BEGIN Extracted records

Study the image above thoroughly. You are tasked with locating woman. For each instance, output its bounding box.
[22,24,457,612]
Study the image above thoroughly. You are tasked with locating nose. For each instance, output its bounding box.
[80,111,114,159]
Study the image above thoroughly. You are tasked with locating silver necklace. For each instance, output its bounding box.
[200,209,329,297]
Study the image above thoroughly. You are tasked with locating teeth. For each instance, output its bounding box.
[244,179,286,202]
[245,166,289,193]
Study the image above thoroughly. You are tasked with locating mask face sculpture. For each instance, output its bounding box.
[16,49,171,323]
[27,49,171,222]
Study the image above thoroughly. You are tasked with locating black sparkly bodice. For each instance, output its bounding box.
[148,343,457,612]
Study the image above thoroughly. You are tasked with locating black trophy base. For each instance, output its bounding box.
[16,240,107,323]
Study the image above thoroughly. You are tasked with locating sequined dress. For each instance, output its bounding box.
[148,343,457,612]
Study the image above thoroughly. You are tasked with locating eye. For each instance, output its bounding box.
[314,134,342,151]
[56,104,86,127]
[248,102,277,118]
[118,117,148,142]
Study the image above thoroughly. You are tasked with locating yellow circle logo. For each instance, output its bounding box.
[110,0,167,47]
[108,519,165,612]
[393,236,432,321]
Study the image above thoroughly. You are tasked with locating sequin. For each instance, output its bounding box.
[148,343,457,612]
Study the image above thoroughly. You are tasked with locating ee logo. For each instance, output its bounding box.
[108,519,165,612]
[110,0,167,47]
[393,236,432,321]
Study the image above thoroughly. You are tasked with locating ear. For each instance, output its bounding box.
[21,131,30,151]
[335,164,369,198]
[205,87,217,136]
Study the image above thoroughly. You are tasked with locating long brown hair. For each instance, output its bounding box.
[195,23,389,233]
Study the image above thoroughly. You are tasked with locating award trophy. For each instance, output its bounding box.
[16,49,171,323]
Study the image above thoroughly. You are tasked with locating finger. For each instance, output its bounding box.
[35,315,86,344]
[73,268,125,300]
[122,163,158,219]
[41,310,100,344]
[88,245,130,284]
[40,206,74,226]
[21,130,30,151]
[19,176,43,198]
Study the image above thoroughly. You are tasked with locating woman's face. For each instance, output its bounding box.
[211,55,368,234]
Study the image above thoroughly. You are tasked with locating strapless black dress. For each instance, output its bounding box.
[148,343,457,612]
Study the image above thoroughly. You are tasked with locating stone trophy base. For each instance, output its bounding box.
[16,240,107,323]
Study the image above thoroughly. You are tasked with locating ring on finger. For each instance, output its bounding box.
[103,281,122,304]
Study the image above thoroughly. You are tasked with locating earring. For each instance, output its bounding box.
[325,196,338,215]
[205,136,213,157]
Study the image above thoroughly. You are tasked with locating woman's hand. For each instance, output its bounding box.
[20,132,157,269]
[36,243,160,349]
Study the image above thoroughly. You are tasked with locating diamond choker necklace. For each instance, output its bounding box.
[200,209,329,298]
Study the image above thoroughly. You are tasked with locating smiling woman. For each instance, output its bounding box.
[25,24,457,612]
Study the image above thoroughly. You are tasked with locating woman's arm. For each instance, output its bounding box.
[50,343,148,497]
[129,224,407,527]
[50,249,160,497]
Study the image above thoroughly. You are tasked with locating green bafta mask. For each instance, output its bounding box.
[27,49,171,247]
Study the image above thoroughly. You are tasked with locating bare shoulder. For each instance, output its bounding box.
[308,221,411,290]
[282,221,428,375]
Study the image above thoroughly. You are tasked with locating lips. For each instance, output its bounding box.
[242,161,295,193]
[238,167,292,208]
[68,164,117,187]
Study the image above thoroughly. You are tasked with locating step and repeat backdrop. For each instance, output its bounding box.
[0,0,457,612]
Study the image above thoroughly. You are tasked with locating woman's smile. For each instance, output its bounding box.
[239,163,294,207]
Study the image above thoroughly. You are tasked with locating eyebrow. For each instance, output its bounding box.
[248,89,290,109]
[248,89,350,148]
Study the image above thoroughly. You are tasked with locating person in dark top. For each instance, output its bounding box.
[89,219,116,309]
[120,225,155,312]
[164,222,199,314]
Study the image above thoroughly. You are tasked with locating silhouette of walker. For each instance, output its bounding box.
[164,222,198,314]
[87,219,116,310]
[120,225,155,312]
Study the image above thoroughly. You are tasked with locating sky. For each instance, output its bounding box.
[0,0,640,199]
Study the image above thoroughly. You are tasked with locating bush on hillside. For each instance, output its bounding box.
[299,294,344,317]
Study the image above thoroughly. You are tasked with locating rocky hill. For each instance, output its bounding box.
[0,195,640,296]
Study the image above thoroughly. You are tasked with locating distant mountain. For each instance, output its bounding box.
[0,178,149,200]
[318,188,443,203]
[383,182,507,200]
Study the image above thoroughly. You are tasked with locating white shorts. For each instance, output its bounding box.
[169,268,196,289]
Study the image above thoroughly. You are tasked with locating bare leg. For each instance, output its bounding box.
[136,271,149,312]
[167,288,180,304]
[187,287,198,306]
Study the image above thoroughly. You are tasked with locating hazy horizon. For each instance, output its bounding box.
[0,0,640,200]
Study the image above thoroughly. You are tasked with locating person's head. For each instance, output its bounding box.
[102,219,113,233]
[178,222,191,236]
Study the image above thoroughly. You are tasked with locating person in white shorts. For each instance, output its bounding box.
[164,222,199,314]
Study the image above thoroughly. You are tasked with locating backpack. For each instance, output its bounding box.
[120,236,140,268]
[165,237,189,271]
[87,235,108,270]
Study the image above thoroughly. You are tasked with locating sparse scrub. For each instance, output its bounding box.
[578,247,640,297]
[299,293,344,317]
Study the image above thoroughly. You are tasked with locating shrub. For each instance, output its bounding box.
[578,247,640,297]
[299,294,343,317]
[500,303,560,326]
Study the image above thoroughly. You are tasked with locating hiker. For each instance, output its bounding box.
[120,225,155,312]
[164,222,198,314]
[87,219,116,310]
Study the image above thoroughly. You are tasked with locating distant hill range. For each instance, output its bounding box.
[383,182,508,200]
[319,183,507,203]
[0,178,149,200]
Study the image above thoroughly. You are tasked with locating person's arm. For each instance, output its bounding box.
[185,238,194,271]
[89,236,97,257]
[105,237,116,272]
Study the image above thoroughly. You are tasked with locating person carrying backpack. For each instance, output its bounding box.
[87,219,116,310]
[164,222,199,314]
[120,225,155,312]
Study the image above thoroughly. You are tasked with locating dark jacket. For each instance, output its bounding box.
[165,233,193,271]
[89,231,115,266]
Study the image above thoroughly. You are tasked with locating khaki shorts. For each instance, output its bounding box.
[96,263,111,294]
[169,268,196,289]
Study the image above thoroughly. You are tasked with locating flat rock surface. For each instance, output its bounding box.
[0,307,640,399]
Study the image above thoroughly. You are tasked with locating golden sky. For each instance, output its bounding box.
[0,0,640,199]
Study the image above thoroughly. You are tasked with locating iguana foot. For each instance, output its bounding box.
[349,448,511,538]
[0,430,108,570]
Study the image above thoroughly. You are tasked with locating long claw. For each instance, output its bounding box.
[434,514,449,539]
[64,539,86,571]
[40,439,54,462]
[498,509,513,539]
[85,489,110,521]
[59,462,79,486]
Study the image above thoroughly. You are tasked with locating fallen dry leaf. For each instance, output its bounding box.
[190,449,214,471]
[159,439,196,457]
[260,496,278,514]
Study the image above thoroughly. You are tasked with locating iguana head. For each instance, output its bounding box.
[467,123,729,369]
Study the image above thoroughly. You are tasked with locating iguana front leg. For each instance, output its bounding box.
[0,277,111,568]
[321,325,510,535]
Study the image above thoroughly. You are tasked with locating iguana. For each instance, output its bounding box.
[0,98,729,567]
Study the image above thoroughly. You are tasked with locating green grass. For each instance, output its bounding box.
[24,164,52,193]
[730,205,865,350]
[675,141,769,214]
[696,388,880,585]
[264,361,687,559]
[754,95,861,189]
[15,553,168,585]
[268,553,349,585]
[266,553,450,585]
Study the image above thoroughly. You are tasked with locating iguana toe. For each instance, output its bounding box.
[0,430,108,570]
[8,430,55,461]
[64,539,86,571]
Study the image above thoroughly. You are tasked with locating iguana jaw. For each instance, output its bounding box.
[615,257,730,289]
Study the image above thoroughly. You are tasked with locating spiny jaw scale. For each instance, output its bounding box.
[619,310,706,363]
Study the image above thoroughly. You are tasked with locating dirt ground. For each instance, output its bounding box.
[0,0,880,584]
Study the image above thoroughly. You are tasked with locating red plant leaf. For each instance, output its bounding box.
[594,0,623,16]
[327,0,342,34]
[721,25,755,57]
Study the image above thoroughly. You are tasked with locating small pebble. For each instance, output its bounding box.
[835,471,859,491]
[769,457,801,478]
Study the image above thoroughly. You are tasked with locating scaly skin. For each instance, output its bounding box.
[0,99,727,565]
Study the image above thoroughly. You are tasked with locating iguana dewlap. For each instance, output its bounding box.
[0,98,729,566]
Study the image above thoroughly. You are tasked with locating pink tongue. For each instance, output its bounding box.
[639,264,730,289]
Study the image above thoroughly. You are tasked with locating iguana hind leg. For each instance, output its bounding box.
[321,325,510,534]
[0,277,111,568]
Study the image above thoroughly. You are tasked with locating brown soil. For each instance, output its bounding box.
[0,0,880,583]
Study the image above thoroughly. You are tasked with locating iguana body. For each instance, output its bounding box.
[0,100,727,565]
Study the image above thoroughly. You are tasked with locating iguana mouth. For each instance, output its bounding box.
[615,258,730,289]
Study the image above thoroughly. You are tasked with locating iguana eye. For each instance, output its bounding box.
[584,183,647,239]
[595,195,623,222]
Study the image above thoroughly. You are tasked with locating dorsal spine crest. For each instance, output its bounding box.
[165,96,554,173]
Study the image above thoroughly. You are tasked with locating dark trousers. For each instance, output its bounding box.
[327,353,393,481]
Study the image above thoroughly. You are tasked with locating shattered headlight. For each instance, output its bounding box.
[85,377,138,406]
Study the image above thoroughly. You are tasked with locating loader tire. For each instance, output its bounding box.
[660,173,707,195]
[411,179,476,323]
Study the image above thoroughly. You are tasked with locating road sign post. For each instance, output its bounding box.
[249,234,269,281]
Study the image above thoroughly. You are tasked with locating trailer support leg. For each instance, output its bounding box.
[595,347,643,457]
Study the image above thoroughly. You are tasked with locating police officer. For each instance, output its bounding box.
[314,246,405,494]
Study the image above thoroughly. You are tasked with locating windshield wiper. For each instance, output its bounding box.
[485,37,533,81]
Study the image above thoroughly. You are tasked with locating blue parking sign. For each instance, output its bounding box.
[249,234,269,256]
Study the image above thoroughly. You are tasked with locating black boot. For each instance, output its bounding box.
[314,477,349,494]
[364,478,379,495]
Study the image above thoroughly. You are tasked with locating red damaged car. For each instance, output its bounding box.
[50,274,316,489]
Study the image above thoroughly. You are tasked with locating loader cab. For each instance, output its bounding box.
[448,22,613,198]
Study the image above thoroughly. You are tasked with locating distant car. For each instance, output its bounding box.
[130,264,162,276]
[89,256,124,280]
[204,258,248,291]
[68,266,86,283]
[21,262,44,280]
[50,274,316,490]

END Extracted records

Quote word for word the part of the records that opens with the line containing "locating iguana head." and closes with the line containing "[321,325,510,535]", both of those lines included.

Study the image above thoroughly. You are tasked with locating iguana head. For each instance, output its bounding box.
[467,123,729,369]
Study the image above thoroughly. You are tasked with locating iguana front leg. For each instance, output its bounding box.
[0,277,111,568]
[321,325,510,535]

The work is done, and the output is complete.